<<<<
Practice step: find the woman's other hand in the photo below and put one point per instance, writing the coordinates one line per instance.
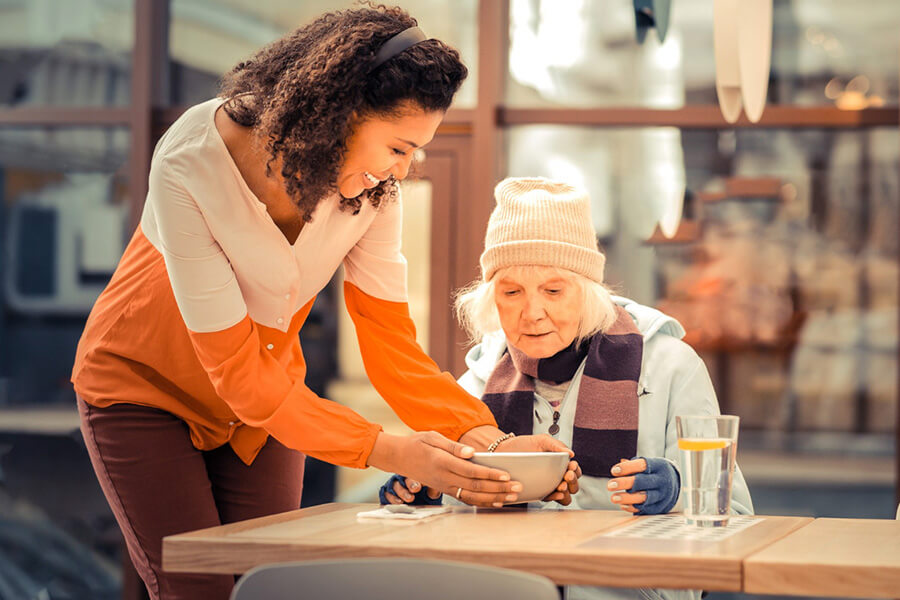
(645, 486)
(442, 464)
(403, 490)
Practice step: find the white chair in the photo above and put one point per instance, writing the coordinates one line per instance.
(390, 579)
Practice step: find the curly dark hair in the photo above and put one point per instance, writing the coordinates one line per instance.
(302, 93)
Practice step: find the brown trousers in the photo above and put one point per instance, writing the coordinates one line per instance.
(158, 484)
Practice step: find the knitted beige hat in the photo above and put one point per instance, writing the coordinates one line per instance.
(541, 222)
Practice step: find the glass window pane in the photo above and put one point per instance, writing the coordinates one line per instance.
(207, 38)
(64, 215)
(65, 52)
(790, 289)
(586, 54)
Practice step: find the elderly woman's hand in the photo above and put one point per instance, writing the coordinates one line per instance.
(546, 443)
(645, 486)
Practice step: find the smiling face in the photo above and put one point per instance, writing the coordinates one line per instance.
(540, 309)
(380, 147)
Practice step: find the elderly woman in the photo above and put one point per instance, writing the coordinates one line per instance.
(558, 354)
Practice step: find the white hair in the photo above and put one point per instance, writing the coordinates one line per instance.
(477, 311)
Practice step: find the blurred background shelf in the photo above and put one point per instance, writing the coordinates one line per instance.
(40, 420)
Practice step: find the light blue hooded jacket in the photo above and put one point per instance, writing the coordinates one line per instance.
(673, 381)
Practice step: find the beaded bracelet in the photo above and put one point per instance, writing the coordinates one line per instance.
(500, 439)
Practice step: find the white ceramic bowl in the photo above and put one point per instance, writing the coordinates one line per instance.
(538, 472)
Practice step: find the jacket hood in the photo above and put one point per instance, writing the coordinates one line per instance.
(483, 357)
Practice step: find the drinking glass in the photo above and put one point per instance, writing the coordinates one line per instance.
(707, 446)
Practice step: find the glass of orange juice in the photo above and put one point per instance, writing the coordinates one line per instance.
(707, 446)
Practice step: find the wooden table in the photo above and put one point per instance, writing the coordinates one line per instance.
(830, 557)
(564, 545)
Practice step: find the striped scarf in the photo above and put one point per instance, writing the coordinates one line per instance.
(606, 417)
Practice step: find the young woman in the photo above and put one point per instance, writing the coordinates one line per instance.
(189, 373)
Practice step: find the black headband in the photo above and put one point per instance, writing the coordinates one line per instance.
(397, 44)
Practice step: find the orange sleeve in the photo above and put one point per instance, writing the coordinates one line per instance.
(422, 396)
(262, 394)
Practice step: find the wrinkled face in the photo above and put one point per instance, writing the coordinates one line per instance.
(540, 310)
(383, 146)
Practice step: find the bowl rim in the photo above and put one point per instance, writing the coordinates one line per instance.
(519, 454)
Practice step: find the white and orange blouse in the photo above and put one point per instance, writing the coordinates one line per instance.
(203, 313)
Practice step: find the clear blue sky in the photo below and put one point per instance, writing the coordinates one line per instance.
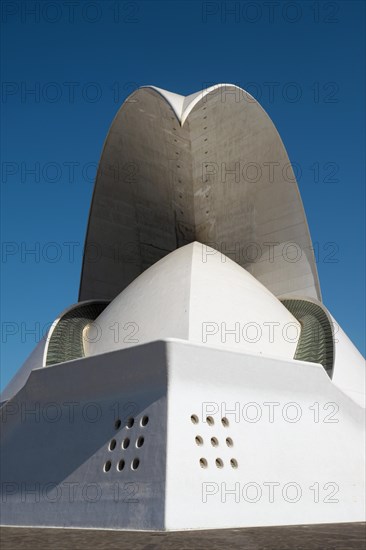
(304, 61)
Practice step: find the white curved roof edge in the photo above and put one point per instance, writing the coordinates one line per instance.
(183, 105)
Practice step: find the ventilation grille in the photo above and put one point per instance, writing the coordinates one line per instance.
(66, 342)
(316, 339)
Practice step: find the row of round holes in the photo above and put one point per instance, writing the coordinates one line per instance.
(130, 422)
(126, 443)
(219, 463)
(210, 421)
(214, 441)
(121, 464)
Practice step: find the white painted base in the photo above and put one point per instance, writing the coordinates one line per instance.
(289, 450)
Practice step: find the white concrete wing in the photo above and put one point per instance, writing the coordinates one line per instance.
(196, 294)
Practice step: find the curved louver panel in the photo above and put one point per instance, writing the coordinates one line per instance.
(316, 340)
(66, 341)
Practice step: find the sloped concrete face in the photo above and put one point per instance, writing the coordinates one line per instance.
(209, 168)
(83, 444)
(209, 438)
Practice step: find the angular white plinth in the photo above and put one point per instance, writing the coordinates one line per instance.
(282, 445)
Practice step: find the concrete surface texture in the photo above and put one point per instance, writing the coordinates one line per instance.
(341, 536)
(186, 389)
(209, 168)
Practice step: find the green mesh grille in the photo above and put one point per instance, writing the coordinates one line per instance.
(316, 338)
(66, 342)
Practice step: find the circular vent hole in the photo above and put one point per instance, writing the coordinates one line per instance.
(144, 421)
(125, 443)
(198, 439)
(210, 421)
(130, 422)
(194, 419)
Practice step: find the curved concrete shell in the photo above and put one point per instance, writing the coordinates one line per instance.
(210, 167)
>>>>
(DIRECTION): Reproduce all the records verbatim, excluding images.

(SOLUTION TO THIS EXERCISE):
Practice step: find the woman's other hand in the photo below and put one point per instance, writing the coordinates one line per instance.
(645, 486)
(442, 464)
(403, 490)
Practice step: find the white chair in the photo above and put one point per instance, writing the coordinates one line per instance.
(390, 579)
Practice step: find the curly dark hair in the photo above and put one point per instance, writing the coordinates one line per instance.
(302, 93)
Practice step: find the brown trousers in the photo above and put one point per instance, writing the coordinates one line per instance.
(158, 484)
Practice step: find the knitted beige hat in the photo above and put one point per instance, writing the coordinates one line per instance.
(541, 222)
Practice step: find the glass window pane in the photo above and put one point per instance, writing the coordinates one line per instance.
(207, 38)
(64, 215)
(65, 52)
(790, 289)
(586, 54)
Practice step: find the elderly woman's hand in the photo above and put one point per instance, writing the coordinates one line per instance.
(546, 443)
(645, 486)
Practice step: find the smiling face in the photo above and put one point per instance, writing the coordinates one line per instance.
(540, 309)
(380, 147)
Practice step: find the elderly woman in the photo above and put one point per instance, writing the coordinates one line per instance.
(558, 354)
Practice step: find the white hair in the photo above and put one point per instance, writing the coordinates one line per instance.
(477, 311)
Practice step: find the blurred background shelf in the photo above and put one point per instance, writing the coordinates one line per instance.
(40, 420)
Practice step: find the light blue hooded jacket in the photo above and put one point per instance, writing the coordinates one line per instance.
(673, 381)
Practice step: find the beaded bracelet in the photo above and put one point per instance, writing the coordinates one line per instance.
(500, 439)
Practice step: find the white ceramic bowl in the photo above and put one point per instance, writing the coordinates one line per instance.
(538, 472)
Practice step: find the jacket hood in the photo above and put one point per instance, writing the coordinates one line per instance.
(483, 357)
Practice step: find the drinking glass in the photo above and put one point per instance, writing the coordinates one line per instance.
(707, 446)
Practice step: find the glass of orange juice in the photo above and put one point per instance, writing the coordinates one line per instance.
(707, 446)
Practice step: find the wooden table in the photo above and put one point per instance, writing the coordinates one line per instance.
(830, 557)
(564, 545)
Practice step: find the striped scarf in the photo above and put one point per instance, writing the coordinates one line per instance.
(606, 417)
Practice step: find the young woman in the photo above and put one point per instance, writing the coordinates one line per instance.
(189, 373)
Practice step: find the black headband in the photo above and put one point per instance, writing the coordinates one line per instance.
(397, 44)
Practice step: find the orange sleeve in the photo above and put one point per instance, writing the coordinates one line per instance.
(422, 396)
(262, 394)
Practice step: find the wrinkled face in the photo above and put one point per instance, writing the coordinates one line per instance.
(540, 310)
(383, 146)
Practice step: find the bowl rim in the photo above and put one point per instance, writing the coordinates one line per instance.
(519, 454)
Practice step: find the white and orange blouse in the photo above and put one point per instance, writing the coordinates one line per instance.
(203, 313)
Practice step: find the clear blue sky in the photo below and put one point per instance, writing the coordinates one line per instance.
(304, 61)
Practice step: find the white curved roof edge in the photo above and put one point per instance, writing the coordinates one line per instance.
(183, 105)
Practice step: find the ventilation grille in the photo above and put one point per instance, writing the coordinates one line per instance.
(66, 342)
(316, 339)
Practice step: find the row of round holes in the photo above and put one point per instance, writing the coordinates one line per instance.
(130, 422)
(126, 443)
(219, 463)
(210, 421)
(214, 441)
(121, 464)
Practice step: find the white painted base in the photo above and put one point per instance, writing the coordinates one line per instance.
(289, 450)
Practice step: find the white concrete wing in the photo above and put one point per instance, writing the coordinates one line per instance.
(196, 294)
Practice step: find the curved louver panel in the photo above and put one point per instance, writing the coordinates one line per instance.
(316, 340)
(66, 341)
Practice step: find the sloped concrete face in the photo above and put one point per instance, writing the coordinates one line per instance.
(209, 168)
(83, 444)
(209, 438)
Practice step: find the angular white plinth in the photo above and put one point per instance, writing the coordinates one line per instance.
(282, 445)
Practice step: find the concrete surface texture in the photo above and put one point per instance, writing the coordinates one line per instance.
(341, 536)
(186, 389)
(209, 168)
Practice step: find the green mesh grille in the photo above and put one point per instance, writing the coordinates one line per instance.
(316, 338)
(66, 342)
Practice step: find the circular vent hole in the photo above and put one point per instance, writing the coordinates one line per instance.
(144, 421)
(125, 443)
(198, 439)
(210, 421)
(130, 422)
(194, 419)
Practice step: find the curved concrete shell in the photo above and put one point per instance, writing the coordinates one line per instance.
(210, 167)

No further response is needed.